START Text block

We do not run Mimir because it does not support downsampling, we run Thanos. In Thanos you can ship blocks directly to object storage from prometheus (skipping remote-write). In our case most of blocks are being shipped this way, and thanos-receive is a smaller part.
GSC now is 3.48Tb and 3years of data. It is 3480Gb*$0.020=69.6$/mo (no IOPS cost here)
It is only 2 weeks of raw (15s) data stored, and the rest is 1h.
So if we store 3y of raw blocks - it would be 3.48Tb * 3y * (52w in a year / 2w of raw now) = 271.4Tb = 5428$/mo

Now to compute costs:
sum of thanos-store + thanos-query + thanos-query-frontend + thanos-compact container resources is 2cpu/10Gi
We use gke spot instances, so it is 20$/mo

wilfriedroset May 29, 2023
Collaborator

To give another point of view. I'm running on OVHcloud (full disclosure this is where I work).
My biggest, and oldest, cluster host 1TB of data for ~9months of production data which various scraping interval.
The storage for raw data account for 1010GB*0.025€=25.25€/mo (IOPS included)
The compute account for 9k€

So even with an eventual downsampling feature I'm still far away from the expected 10% of cost due to storage.

END Text block
START Stored data

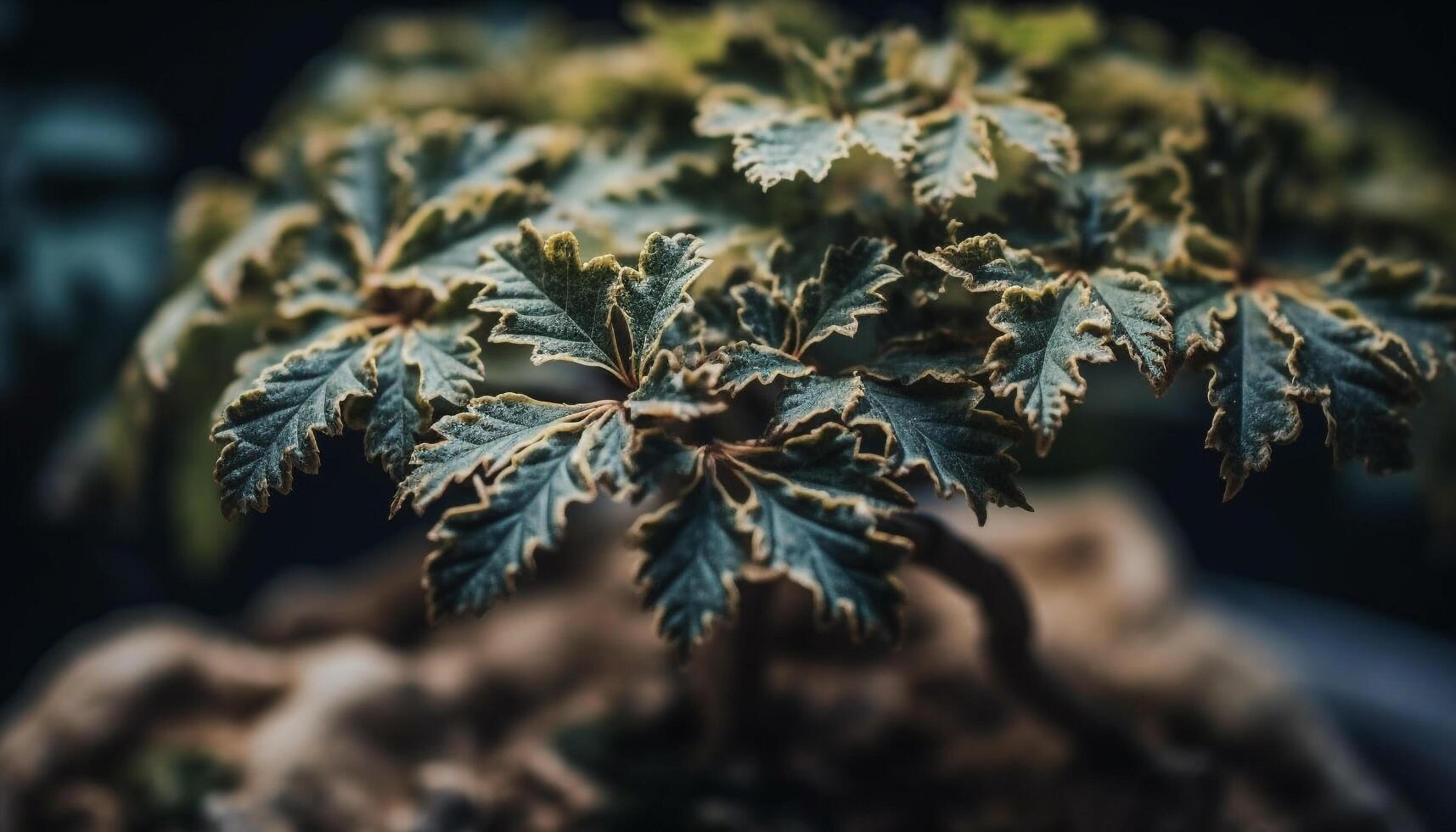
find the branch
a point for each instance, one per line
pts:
(1101, 739)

END Stored data

### Given request
Rewrite everything in the Thanos storage-cost text from "We do not run" down to "IOPS cost here)", putting "cloud storage" in place of "object storage".

### Complete output
We do not run Mimir because it does not support downsampling, we run Thanos. In Thanos you can ship blocks directly to cloud storage from prometheus (skipping remote-write). In our case most of blocks are being shipped this way, and thanos-receive is a smaller part.
GSC now is 3.48Tb and 3years of data. It is 3480Gb*$0.020=69.6$/mo (no IOPS cost here)